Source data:
________________

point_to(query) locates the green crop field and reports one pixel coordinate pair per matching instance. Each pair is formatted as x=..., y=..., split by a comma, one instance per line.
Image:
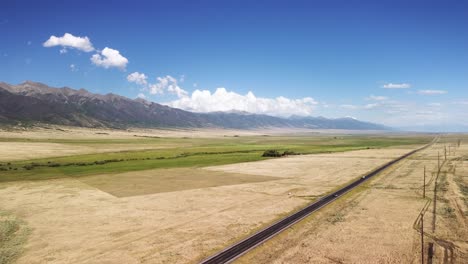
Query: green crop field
x=182, y=153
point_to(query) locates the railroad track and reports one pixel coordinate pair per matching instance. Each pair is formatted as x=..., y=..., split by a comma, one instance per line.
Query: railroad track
x=240, y=248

________________

## Your objective:
Pictures are excluded; output everything else in the data verbatim.

## The output:
point_to(query) locates the green crop field and reports one pixel coordinate pair per matching instance. Each pair is formatted as x=..., y=..., split by a comma, one instance per line.
Image:
Query: green crop field
x=182, y=153
point_to(query) locates the railroad track and reports one pixel coordinate pair per matching instance. Each pair is formatted as x=..., y=..., split by a comma, one instance per line.
Query: railroad track
x=240, y=248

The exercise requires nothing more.